--- Source information ---

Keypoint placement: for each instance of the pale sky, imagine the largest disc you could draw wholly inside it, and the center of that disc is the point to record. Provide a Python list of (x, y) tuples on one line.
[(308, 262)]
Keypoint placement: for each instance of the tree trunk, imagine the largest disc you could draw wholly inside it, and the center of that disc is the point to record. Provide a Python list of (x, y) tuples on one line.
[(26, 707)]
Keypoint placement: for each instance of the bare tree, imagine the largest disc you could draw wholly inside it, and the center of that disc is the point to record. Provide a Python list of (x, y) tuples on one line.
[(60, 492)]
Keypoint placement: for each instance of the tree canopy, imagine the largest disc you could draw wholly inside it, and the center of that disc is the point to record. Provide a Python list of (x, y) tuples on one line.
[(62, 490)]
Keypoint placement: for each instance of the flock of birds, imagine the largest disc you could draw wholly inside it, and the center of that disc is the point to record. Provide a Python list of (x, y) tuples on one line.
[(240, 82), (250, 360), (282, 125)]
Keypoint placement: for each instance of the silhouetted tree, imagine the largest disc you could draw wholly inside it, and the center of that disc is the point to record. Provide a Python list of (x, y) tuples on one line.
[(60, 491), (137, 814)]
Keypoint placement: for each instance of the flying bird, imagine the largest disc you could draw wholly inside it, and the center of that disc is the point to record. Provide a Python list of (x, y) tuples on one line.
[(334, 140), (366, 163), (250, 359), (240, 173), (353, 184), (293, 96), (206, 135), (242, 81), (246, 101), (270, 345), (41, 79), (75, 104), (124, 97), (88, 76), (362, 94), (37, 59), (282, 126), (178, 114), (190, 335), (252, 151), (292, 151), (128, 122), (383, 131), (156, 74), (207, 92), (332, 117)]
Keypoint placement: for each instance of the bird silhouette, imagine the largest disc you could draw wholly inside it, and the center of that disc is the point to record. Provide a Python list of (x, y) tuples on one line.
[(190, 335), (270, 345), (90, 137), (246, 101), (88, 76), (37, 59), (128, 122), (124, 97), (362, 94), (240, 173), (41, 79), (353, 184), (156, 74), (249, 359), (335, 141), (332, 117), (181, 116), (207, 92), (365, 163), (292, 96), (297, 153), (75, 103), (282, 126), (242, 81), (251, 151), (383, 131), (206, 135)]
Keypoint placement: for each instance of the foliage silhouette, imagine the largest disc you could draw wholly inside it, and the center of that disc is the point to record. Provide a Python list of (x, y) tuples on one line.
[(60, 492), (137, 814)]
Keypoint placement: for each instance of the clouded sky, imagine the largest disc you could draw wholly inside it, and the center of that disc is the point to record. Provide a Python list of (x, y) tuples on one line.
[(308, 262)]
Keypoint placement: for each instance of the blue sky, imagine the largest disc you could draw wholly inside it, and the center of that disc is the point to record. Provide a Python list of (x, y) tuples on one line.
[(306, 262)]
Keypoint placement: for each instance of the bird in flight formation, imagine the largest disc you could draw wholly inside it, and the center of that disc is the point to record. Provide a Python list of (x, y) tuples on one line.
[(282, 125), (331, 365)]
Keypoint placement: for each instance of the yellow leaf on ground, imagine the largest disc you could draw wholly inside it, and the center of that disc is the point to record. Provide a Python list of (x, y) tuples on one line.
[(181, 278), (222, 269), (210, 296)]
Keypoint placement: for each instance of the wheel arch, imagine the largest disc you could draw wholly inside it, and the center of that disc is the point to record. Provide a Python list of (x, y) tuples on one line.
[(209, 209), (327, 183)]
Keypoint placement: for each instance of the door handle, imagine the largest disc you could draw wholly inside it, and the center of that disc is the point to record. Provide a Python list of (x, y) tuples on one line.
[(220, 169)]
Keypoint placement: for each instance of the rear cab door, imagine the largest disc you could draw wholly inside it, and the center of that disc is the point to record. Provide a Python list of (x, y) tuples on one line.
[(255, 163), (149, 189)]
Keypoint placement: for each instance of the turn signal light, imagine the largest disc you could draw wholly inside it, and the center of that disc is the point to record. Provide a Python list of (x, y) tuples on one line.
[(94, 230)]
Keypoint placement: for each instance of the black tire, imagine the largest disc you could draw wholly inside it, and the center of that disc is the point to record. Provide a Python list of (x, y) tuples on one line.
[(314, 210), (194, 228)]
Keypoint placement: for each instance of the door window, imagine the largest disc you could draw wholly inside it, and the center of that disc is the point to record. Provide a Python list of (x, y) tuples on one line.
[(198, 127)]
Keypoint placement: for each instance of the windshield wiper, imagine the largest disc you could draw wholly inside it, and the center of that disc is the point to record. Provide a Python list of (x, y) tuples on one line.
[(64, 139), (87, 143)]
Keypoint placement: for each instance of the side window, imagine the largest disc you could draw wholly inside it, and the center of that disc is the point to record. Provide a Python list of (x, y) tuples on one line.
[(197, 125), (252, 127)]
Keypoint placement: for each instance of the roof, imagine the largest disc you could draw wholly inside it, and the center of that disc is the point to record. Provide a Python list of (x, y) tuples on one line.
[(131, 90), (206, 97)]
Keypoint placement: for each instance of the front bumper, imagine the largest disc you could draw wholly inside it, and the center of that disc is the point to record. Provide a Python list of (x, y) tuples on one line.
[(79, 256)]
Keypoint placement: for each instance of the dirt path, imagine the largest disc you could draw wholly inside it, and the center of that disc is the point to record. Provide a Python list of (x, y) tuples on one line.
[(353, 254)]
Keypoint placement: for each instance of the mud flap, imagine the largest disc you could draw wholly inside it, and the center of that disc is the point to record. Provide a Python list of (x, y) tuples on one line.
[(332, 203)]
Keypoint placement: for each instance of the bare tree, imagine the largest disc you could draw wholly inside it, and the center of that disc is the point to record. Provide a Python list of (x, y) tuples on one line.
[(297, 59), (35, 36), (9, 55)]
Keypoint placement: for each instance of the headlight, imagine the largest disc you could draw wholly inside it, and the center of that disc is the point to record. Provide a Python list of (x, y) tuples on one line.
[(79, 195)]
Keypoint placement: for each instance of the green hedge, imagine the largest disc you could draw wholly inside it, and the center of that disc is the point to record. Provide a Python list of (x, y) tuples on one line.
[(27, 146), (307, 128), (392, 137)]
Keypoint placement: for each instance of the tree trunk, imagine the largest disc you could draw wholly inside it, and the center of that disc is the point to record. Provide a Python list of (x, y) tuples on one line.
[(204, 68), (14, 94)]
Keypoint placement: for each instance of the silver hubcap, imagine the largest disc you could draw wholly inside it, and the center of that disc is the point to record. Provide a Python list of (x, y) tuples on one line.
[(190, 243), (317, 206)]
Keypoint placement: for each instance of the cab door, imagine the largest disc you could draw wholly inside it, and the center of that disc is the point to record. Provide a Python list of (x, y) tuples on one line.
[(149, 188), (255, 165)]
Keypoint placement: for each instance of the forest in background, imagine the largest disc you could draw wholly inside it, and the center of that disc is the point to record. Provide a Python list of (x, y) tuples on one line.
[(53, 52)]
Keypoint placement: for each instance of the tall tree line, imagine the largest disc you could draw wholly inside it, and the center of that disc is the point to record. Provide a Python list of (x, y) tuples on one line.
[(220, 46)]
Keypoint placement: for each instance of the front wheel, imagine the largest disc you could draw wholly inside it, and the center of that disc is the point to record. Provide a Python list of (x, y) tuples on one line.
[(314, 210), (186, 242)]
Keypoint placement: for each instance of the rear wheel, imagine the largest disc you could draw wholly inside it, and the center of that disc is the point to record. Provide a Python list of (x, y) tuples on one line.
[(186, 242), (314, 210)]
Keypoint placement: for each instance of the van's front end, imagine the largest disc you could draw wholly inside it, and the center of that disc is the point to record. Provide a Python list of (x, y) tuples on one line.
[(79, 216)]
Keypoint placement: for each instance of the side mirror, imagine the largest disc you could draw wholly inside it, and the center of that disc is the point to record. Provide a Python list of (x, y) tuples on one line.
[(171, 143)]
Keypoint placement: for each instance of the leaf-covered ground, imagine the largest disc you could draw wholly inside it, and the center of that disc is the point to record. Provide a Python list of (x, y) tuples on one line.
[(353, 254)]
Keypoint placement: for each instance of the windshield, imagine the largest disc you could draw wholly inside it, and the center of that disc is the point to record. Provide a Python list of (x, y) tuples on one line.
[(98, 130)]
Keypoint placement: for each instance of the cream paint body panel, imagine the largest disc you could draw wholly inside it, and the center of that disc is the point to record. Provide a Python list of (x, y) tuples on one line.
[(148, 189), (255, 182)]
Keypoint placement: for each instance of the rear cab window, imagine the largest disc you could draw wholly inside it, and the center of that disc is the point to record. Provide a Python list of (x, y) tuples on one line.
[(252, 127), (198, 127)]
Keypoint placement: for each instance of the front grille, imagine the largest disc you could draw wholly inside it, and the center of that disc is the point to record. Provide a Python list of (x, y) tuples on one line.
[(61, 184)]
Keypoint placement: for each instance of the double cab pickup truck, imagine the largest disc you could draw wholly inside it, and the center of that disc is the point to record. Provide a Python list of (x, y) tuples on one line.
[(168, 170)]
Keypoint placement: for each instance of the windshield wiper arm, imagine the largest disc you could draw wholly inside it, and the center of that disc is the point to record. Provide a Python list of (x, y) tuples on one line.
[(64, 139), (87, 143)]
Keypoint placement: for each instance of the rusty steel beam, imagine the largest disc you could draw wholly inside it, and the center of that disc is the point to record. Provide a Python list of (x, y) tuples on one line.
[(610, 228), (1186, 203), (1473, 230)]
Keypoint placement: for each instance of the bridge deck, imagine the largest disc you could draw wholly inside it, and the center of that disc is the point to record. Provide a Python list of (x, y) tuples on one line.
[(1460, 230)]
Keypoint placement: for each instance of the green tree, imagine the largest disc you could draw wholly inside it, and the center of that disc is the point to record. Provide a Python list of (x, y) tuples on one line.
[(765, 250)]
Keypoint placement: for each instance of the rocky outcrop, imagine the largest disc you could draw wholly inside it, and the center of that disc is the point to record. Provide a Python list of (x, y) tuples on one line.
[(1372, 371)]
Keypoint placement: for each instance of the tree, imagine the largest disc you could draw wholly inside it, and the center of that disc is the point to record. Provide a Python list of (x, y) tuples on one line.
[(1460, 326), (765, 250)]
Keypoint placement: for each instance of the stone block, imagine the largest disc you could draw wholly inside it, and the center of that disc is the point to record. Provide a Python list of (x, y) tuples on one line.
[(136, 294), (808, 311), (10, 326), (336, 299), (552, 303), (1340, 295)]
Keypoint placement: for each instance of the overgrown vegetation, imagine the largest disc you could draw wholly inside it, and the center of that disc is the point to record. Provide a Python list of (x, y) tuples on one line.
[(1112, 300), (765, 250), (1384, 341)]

---

- _Exercise objective_
Print the line containing "Keypoint placement: for each instance of the green tree, imagine", then every line after it through the last line of the records, each exactly as written; nothing else belongs in the answer.

- _Written answer_
Keypoint placement: for each instance of the green tree, imagine the largest disc you could draw wholly inside it, and the center of that disc is the point to record. Provide a Python list of (x, y) tuples on one line.
[(765, 250)]
Keypoint placement: for each instance of the rocky outcrop, imagine the largest disc you could draw wholly inside it, and the center of that disc is the point to record. Provide a Python list of (x, y) tuples on one line.
[(1372, 371)]
Keypoint placement: for each instance of the tree, imagine the largest disc you could draw wholly inside it, and the center of that disc is the point to record. Provide a Python list of (x, y) tuples on one line.
[(1460, 326), (765, 250)]
Keypoint placement: for each instance of the stone block, imagine the largest disc you could draw wholly inside it, and the center of that disc is the point to record. Provide a Python list of (x, y) tuples on one line.
[(136, 294), (808, 311), (10, 326), (336, 299), (552, 303), (1340, 295)]
Keypoint placement: for each instance of the overgrown vegetation, imagine the largest disc you could draw wholly inside it, and the center of that disc is the point to record. Provide a Python list of (x, y) tuples on one line.
[(1112, 300), (765, 250), (1384, 341)]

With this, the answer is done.